Records for the task section start

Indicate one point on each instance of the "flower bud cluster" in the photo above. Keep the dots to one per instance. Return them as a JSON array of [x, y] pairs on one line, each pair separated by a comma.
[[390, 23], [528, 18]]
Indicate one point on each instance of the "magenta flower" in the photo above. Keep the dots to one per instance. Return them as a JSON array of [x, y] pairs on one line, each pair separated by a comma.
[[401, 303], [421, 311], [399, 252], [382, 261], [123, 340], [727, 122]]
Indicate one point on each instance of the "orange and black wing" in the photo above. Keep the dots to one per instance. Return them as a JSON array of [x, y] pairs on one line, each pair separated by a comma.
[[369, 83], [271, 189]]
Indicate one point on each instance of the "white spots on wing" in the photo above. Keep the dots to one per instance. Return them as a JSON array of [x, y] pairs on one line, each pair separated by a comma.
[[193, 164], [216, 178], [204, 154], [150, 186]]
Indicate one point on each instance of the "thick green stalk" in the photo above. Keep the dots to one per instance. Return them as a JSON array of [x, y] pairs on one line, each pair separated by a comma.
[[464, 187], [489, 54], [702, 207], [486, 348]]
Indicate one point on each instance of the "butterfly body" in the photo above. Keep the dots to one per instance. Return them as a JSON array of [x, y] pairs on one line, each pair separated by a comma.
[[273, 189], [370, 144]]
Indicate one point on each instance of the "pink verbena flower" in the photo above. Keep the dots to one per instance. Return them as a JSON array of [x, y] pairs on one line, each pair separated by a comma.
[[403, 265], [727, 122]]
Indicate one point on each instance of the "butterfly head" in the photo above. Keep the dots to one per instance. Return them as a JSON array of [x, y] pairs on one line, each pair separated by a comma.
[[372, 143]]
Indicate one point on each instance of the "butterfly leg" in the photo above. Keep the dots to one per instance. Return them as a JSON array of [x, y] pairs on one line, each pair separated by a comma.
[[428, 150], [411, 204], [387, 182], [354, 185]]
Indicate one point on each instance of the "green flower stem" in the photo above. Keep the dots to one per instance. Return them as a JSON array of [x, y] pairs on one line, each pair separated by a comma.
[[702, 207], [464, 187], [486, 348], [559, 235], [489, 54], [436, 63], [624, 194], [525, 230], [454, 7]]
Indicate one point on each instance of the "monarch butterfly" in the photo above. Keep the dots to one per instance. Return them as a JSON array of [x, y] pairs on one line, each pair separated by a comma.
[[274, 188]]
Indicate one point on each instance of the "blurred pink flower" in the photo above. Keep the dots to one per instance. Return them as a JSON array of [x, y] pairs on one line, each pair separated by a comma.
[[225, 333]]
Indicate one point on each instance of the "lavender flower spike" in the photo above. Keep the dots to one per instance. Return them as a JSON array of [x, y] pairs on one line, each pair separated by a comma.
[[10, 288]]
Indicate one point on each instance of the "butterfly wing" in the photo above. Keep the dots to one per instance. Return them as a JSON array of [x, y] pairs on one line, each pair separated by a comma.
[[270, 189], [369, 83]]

Records for the task section end

Task statement: Once you have read the records, output each one exactly as written.

Written answer:
Indicate one point on each instance of the "flower bud cluster" in the photo above. Keep the dots to one per instance. Return them as a JSON array of [x, y] pairs on one line, each pair separated by a comma.
[[390, 23], [528, 18]]
Indicate one point on each instance of the "magenta flower" in the photo above. Keep the dots to one per instance. Return them as a JSON array of [x, y] pairs on one line, each pair separated by a comma.
[[401, 303], [421, 311], [399, 252], [382, 261], [123, 340], [727, 122]]
Indicate one point on each instance of the "orange and black wing" in the photo above. Keep the dots to one per instance. Return them as a JSON array of [x, y] pairs on one line, each pair separated by a comma.
[[369, 83], [271, 189]]
Indicate one point on each instance of the "white spots on wing" in the photo above. Keep the dots to one per instance. Return them as a JSON array of [x, y] pairs on one line, each pair separated by a comma.
[[193, 164], [216, 178], [204, 154], [150, 186]]
Indicate one point on each instance of the "thick green stalk" in the photo above. Keep the dots to one per instance. Return them as a JSON array of [x, y] pairs on one line, each pair separated by a comma.
[[464, 187], [489, 54], [702, 207], [486, 348]]
Indicate one point on each instance of the "butterfly body" in the photo above. Keep the dots to one per instance. Return them as a JSON array of [x, y] pairs on one line, each pair separated by a comma.
[[273, 189], [370, 144]]
Indicate one point on each instance of the "pink verbena flower" in the photo above. Keep the dots to one per instance. Return them as a JSON array of [x, y] pairs on one line, each pair separated by a comma.
[[403, 265], [727, 122]]
Indicate one point on each instance of the "butterfly head" in the photo above. Keep the dots to one per instance. Return them as a JSON array of [x, y] pairs on one line, each pair separated by a comma.
[[372, 143]]
Indicate one point on each instance of the "butterfly leg" in the photo above. Keep the dots to one per instance. Return them as a JSON array of [x, y] pairs on one line, each pair separated by a comma.
[[428, 150], [411, 204], [387, 182], [354, 185]]
Indicate one point on each instance of the "green flower stem" in the photo above. Keep the dots to one per instance. Return them as a JSON array of [x, y] pairs on one line, each pair separated by a comma.
[[702, 207], [464, 187], [486, 348], [559, 235], [489, 54], [436, 63], [624, 194], [525, 230], [454, 7]]
Indicate one point on each instance of the "monarch butterfly" in the photo above. Keep the dots to one per instance. Return them as a JSON array of [x, y] pairs on one line, each pair separated by a comma.
[[274, 188]]
Indicate one point on each instance of the "blurred pink flower" in the photo above. Keep the dots to one per instance. Return them as a JSON array of [x, y] pairs on one line, each pair separated by a comma.
[[225, 333]]
Indicate one point on each instance of the "lavender flower spike" in the photo above. Keep the dots to one per instance. Return them as a JSON array of [x, y] pairs on one line, each pair separated by a comma.
[[10, 288]]
Indicate one point on each instance of the "butterfly wing" in the photo above. Keep the dots to one per instance. Return them as a JSON array of [x, y] pairs on one line, each pair separated by a comma.
[[270, 189], [369, 83]]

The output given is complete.